Given request: Retype the listing that follows, exactly as written.
+---+
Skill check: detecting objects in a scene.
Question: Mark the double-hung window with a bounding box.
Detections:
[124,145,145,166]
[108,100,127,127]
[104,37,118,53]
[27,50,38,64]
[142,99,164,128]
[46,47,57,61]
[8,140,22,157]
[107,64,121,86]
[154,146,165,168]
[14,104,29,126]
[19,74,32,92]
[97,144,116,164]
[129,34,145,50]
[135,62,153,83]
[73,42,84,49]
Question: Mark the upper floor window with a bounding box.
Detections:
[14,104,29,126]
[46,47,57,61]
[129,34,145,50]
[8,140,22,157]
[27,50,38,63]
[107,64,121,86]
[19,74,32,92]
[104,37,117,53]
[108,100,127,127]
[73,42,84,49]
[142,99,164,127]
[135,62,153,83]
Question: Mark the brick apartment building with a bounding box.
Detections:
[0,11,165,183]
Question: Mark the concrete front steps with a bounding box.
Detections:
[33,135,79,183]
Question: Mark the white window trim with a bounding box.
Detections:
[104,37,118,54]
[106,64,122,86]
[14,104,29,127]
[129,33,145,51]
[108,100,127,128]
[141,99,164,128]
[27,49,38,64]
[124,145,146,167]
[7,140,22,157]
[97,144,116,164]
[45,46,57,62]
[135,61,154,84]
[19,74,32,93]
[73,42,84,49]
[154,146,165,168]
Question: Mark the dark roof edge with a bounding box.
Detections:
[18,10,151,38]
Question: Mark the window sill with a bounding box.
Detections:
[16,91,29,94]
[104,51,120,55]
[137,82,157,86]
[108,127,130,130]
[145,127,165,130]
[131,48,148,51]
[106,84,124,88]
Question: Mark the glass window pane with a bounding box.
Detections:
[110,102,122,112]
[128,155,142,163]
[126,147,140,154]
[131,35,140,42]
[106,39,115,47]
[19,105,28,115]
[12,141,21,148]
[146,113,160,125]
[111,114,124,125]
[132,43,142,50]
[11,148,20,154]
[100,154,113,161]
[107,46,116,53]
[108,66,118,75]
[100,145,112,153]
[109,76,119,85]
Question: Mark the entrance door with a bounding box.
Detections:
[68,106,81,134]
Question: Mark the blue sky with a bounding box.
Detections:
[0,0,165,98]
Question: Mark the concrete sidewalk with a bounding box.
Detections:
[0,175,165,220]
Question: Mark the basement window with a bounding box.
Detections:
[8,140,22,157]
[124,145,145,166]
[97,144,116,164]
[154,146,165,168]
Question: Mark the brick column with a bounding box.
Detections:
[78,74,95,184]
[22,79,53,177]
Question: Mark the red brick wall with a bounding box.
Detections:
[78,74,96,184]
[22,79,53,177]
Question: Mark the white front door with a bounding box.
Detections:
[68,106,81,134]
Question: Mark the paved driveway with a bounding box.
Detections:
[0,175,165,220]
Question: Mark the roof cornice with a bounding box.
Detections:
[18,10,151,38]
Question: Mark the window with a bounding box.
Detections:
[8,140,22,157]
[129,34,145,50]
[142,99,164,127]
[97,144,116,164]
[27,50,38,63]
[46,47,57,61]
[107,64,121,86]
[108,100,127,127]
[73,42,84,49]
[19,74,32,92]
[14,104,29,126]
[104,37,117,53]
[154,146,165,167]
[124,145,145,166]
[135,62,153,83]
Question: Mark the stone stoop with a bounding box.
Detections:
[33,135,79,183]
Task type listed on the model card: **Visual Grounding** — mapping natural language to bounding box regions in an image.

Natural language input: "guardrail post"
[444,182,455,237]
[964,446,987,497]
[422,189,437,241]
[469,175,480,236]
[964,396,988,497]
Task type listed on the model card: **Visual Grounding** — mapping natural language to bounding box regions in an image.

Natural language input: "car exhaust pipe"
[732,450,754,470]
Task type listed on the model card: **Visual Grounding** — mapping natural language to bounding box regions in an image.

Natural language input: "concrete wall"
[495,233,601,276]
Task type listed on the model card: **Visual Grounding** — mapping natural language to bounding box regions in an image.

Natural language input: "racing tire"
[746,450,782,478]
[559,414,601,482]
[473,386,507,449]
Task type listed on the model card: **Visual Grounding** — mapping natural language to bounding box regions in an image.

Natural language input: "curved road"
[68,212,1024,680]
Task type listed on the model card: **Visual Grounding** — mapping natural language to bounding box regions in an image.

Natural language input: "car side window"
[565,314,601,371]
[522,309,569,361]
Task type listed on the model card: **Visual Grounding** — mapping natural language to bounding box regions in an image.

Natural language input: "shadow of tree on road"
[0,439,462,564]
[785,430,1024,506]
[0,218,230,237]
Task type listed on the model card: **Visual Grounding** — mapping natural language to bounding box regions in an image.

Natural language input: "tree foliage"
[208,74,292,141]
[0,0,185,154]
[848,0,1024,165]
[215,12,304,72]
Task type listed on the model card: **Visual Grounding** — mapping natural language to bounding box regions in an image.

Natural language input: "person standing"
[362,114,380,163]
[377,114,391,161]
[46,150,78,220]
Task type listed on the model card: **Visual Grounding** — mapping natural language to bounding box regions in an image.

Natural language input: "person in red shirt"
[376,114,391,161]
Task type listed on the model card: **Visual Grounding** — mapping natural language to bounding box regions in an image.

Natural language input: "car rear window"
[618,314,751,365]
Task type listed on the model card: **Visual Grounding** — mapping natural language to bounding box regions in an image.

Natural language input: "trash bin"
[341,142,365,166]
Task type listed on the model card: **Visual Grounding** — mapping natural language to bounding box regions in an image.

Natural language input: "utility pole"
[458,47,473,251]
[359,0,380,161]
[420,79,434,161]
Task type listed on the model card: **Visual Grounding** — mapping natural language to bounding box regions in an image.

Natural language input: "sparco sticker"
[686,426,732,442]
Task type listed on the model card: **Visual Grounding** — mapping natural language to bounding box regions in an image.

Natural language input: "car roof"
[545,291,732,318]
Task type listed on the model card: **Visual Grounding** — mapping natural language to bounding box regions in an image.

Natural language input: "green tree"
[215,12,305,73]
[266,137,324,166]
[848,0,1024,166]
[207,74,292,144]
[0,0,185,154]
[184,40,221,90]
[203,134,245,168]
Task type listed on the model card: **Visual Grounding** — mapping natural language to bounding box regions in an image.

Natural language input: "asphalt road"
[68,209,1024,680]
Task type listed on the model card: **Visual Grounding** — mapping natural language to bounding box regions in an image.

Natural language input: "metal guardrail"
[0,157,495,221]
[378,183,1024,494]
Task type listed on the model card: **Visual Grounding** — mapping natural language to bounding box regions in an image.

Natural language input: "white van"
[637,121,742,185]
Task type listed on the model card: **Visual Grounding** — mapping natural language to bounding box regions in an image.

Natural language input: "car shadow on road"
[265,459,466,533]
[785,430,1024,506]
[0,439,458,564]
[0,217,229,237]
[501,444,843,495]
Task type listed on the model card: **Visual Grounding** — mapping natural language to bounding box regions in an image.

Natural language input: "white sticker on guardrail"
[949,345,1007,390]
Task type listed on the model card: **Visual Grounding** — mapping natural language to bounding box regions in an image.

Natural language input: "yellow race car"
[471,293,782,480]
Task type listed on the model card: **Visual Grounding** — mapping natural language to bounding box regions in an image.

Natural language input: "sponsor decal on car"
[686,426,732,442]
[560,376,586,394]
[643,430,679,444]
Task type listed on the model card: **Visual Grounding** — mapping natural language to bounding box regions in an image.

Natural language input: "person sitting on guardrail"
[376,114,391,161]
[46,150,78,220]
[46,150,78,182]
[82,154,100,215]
+---+
Answer for this exercise:
Skill check: detecting objects in a scene.
Question: Mark the double-hung window with a bounding box.
Detections:
[124,145,145,166]
[108,100,127,127]
[104,37,118,53]
[27,50,38,64]
[142,99,164,128]
[46,47,57,61]
[8,140,22,157]
[107,64,121,86]
[154,146,165,168]
[14,104,29,126]
[19,74,32,92]
[97,144,116,164]
[129,34,145,50]
[135,62,153,83]
[73,42,84,49]
Question: Mark the upper floor window with a bounding box.
Detections:
[14,104,29,126]
[46,47,57,61]
[129,34,145,50]
[8,140,22,157]
[27,50,38,63]
[107,64,121,86]
[19,74,32,92]
[104,37,117,53]
[108,100,127,127]
[73,42,84,49]
[142,99,164,127]
[135,62,153,83]
Question: Mark the brick apartment building with a bounding box.
Detections:
[0,11,165,183]
Question: Mark the concrete front steps with a bounding box.
Detections:
[33,135,79,183]
Question: Mark the white window trim with a bounding box.
Detections:
[104,37,118,54]
[106,64,122,86]
[14,104,29,127]
[129,33,145,51]
[108,100,127,128]
[141,99,164,128]
[27,49,38,64]
[124,145,146,167]
[7,140,22,157]
[97,144,116,164]
[45,46,57,62]
[135,61,154,84]
[19,74,32,93]
[73,42,84,49]
[154,146,165,168]
Question: Mark the dark roof edge with a bounding box.
Detections:
[18,10,151,38]
Question: Mark the window sill with a bounding box.
Detections:
[16,91,29,94]
[104,51,120,55]
[137,82,157,86]
[108,127,130,130]
[145,127,165,130]
[131,48,148,51]
[106,84,124,88]
Question: Mark the glass window pane with a bounding box.
Detections:
[110,102,122,112]
[128,155,142,163]
[126,147,140,154]
[131,35,140,42]
[106,39,115,47]
[19,105,28,115]
[12,141,21,148]
[146,113,160,125]
[111,114,124,125]
[132,43,142,50]
[11,148,20,154]
[100,154,113,161]
[107,46,116,53]
[108,66,118,75]
[100,145,112,153]
[109,76,119,85]
Question: Mark the entrance door with a bounding box.
Detections:
[68,106,81,134]
Question: Mark the blue sky with a bounding box.
Detections:
[0,0,165,98]
Question: Mark the concrete sidewalk with a bounding box.
Detections:
[0,175,165,220]
Question: Mark the basement window with a bounding box.
Detections:
[8,140,22,157]
[124,145,145,166]
[97,144,116,164]
[154,146,165,168]
Question: Mark the brick column with a bounding box.
Detections:
[78,74,95,184]
[22,79,53,177]
Question: Mark the red brick wall with a bounding box.
Detections:
[78,74,96,184]
[22,79,53,177]
Question: Mark the white front door with a bounding box.
Detections:
[68,106,81,134]
Question: Mark the paved driveway with a bounding box.
Detections:
[0,175,165,220]
Question: Mark the roof cornice with a bounding box.
Detections:
[18,10,151,38]
Question: Mark the window with a bounding box.
Detections:
[8,140,22,157]
[129,34,145,50]
[142,99,164,127]
[97,144,116,164]
[27,50,38,63]
[46,47,57,61]
[107,64,121,86]
[108,100,127,127]
[73,42,84,49]
[19,74,32,92]
[14,104,29,126]
[104,37,117,53]
[154,146,165,167]
[124,145,145,166]
[135,62,153,83]
Question: Mark the stone stoop with a bounding box.
Detections:
[33,135,79,183]
Task type listed on the model card: **Visual Grounding** — mapping natural language to bounding box regions in an image.

Natural language input: "guardrail post"
[444,182,455,237]
[964,446,987,497]
[422,189,437,241]
[469,175,480,236]
[964,396,988,497]
Task type listed on the model card: **Visual Grounding** — mapping natural language to bounding box regions in an image.

Natural language input: "car exhaust pipe"
[732,450,754,470]
Task type listed on the model card: **Visual Grounding** — mapping natural language to bounding box regions in an image.

Natural language input: "concrete wall"
[495,233,601,276]
Task type listed on the model card: **Visual Grounding** — mapping natural language to bounding box regions in an image.

Natural language input: "racing tire"
[746,450,782,478]
[559,414,601,482]
[473,386,507,449]
Task type listed on the model card: **Visual Grounding** — mapping natural language to bounding box regions in an image.

Natural language input: "curved road"
[68,212,1024,680]
Task type listed on the model card: **Visual Grounding** — mapping natural language to bounding box regions in an image.

Natural language input: "car side window"
[565,314,601,371]
[522,309,569,361]
Task type listed on the model card: **Visual Grounding** — mapping natural language to bounding box regions in an image.

Natural language input: "shadow of tree on road"
[0,439,462,564]
[785,430,1024,506]
[0,218,230,237]
Task type listed on the model card: **Visual Grounding** — mapping natural language to bounding box regions in an image.

Natural language input: "tree foliage"
[208,74,292,141]
[0,0,185,154]
[848,0,1024,165]
[215,12,304,72]
Task type listed on the model card: **Visual Grounding** — mapping natural language to bounding box regions in an image.

Natural language input: "person standing"
[362,114,380,163]
[377,114,391,161]
[46,150,78,220]
Task type listed on the model card: **Visual Grounding** — mapping natural language to bounding box regions in an image.

Natural language input: "person in red shirt"
[376,114,391,161]
Task type listed on the model card: **Visual Grounding** — mapping natural language to bounding box regions in an image.

Natural language input: "car rear window"
[618,314,751,365]
Task type listed on the model card: **Visual Grounding** — mapping natural language to bounding box regions in an image.

Natural language input: "trash bin"
[341,142,365,166]
Task type listed on the model card: **Visual Grounding** — mapping natural language to bounding box regions in an image.

Natural language input: "utility pole"
[458,47,473,251]
[359,0,380,161]
[420,79,434,161]
Task type listed on the model card: **Visual Grounding** — mapping natural language to bounding box regions in an image.

Natural language input: "sparco sticker"
[686,426,732,442]
Task type listed on the model card: **Visual Grounding** — mapping natural language to bounding box regions in an image.

Natural language input: "car roof"
[545,291,732,318]
Task type listed on the model card: **Visual Grounding** — mapping natural language to bounding box regions in an image.

Natural language input: "green tree"
[215,12,305,73]
[266,137,324,166]
[848,0,1024,166]
[207,74,292,144]
[0,0,185,154]
[184,40,221,90]
[203,134,245,168]
Task type listed on the model card: **Visual Grounding** — mapping natural language to bounding box regions in an image.

Natural language input: "asphalt road"
[68,209,1024,680]
Task type listed on the model card: **Visual Grounding** — mapping natural language to bounding box regions in an image.

Natural language input: "metal guardrail"
[0,157,495,221]
[378,183,1024,494]
Task type listed on the model card: **Visual Grounding** — mapping natural language to bounding box regions in an image.

Natural language input: "white van"
[637,121,742,185]
Task type listed on the model card: **Visual Grounding** — mapping natural language to bounding box regions in an image.

Natural language input: "car shadow on road"
[265,459,466,533]
[785,430,1024,506]
[0,439,458,564]
[0,217,229,237]
[501,444,843,495]
Task type listed on the model card: **Visual Grounding** — mapping natural language to bounding box regions in an image.

Natural language input: "white sticker on guardrail"
[949,345,1007,390]
Task type listed on the model card: **Visual Grounding** — mapping natural language to bounding box regions in an image.

Natural language input: "yellow race car"
[471,293,782,480]
Task type listed on the model card: **Visual Grounding** — mapping natural language to bounding box regions in an image.

Natural language input: "sponsor decal on car"
[686,426,732,442]
[560,376,586,394]
[643,430,679,444]
Task type listed on the model card: **Visual Grounding** — mapping natural language to bounding box regions in an image.

Natural language input: "person sitting on guardrail"
[376,114,391,161]
[46,150,78,220]
[46,150,78,182]
[82,154,100,215]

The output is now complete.